- [WHAT THE EXERCISE ASKS]: Exactly as it appears, restate the whole listing.

*** Begin section ***

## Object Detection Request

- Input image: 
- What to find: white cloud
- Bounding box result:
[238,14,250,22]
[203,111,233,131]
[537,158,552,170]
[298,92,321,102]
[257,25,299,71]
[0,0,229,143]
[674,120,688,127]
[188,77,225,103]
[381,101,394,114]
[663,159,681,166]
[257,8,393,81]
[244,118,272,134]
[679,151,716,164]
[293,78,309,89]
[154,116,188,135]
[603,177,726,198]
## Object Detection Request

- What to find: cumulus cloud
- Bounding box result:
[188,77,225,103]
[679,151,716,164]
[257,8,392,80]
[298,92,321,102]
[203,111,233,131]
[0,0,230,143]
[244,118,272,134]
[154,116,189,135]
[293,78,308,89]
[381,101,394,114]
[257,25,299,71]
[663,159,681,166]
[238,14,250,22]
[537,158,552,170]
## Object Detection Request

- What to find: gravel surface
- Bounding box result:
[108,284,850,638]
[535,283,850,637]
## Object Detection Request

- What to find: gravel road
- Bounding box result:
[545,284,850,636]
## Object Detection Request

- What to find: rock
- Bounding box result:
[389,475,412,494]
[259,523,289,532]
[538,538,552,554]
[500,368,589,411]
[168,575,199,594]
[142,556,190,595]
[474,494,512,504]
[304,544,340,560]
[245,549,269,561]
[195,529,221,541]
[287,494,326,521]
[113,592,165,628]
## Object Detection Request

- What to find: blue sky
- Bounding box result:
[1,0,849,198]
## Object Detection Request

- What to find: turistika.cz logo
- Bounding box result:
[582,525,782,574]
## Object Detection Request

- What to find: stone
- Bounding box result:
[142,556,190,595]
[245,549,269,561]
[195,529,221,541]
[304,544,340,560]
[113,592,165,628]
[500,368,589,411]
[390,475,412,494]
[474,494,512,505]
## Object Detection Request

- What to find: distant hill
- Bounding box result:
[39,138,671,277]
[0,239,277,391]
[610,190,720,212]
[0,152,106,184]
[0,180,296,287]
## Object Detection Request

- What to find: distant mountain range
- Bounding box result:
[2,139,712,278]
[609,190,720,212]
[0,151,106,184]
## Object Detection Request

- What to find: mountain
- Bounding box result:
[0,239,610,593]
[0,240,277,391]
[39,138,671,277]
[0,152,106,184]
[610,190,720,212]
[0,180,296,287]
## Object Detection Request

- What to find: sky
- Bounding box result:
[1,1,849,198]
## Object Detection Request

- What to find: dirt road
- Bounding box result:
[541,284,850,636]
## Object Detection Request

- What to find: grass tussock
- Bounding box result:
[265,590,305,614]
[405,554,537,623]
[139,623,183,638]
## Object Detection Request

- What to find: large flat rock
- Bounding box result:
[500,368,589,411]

*** End section ***

- [SOLUTION TO THE EXERCISE]:
## Object Detection Request

- Input image: 
- What to find: white cloud
- Bounding box result:
[238,14,250,22]
[203,111,233,131]
[537,158,552,170]
[298,92,321,102]
[257,25,299,71]
[0,0,229,143]
[674,120,688,127]
[188,77,225,103]
[381,101,394,114]
[663,159,681,166]
[257,8,393,81]
[244,118,272,134]
[679,151,716,164]
[293,78,309,89]
[154,116,188,135]
[603,177,726,198]
## Object Detection Request

- What to find: cumulus cloud
- Bounding box result:
[188,77,225,103]
[679,151,716,164]
[257,8,392,80]
[298,92,321,102]
[203,111,233,131]
[0,0,230,143]
[244,118,272,134]
[154,116,189,135]
[293,78,308,89]
[381,101,394,114]
[257,25,299,71]
[663,159,681,166]
[238,14,250,22]
[537,158,552,170]
## Object Detection Request

- What to find: gravel surface
- Bounding box result:
[108,284,850,638]
[535,283,850,637]
## Object Detection Request

- What to find: gravel road
- Bounding box result:
[545,284,850,636]
## Object Detection Request

- What to find: rock
- Bounding box result:
[389,475,412,494]
[259,523,289,532]
[538,538,552,554]
[500,368,589,411]
[168,575,199,594]
[142,556,190,595]
[474,494,512,504]
[304,544,340,560]
[245,549,269,561]
[195,529,221,541]
[287,494,326,521]
[113,592,165,628]
## Object Detection Request

- What to find: blue sky
- Bounding box result:
[1,0,849,198]
## Object Detection Request

- What to find: turistika.cz logo
- Bounding box result:
[582,525,782,574]
## Object Detection Request

- What to find: stone
- Bounding box result:
[142,556,190,595]
[245,549,269,561]
[195,529,221,541]
[304,544,340,560]
[113,592,165,628]
[500,368,589,411]
[390,475,412,494]
[474,494,512,505]
## Object Detection Request

- What to find: distant hill
- Bounding box result:
[39,138,671,277]
[0,239,277,391]
[610,190,720,212]
[0,152,106,184]
[0,180,296,287]
## Object Detection Request

- What to find: distant mountain range
- Bounding box result:
[2,139,712,278]
[609,190,720,212]
[0,151,106,184]
## Object Detection Request

- What to find: mountain
- Bounding box result:
[0,239,610,593]
[0,240,277,391]
[39,138,671,277]
[0,152,106,184]
[610,190,720,212]
[0,180,296,287]
## Object Detection Request

- What to find: sky
- Bounding box result:
[1,1,849,198]
## Object Detection Request

- What to find: dirt road
- Bounding box result:
[541,284,850,636]
## Object Detection Request

- What to find: grass tussock
- Bounding box result:
[265,590,305,614]
[405,554,537,623]
[139,623,183,638]
## Object Detection Request

- What to find: large flat rock
- Bounding box result:
[500,368,589,411]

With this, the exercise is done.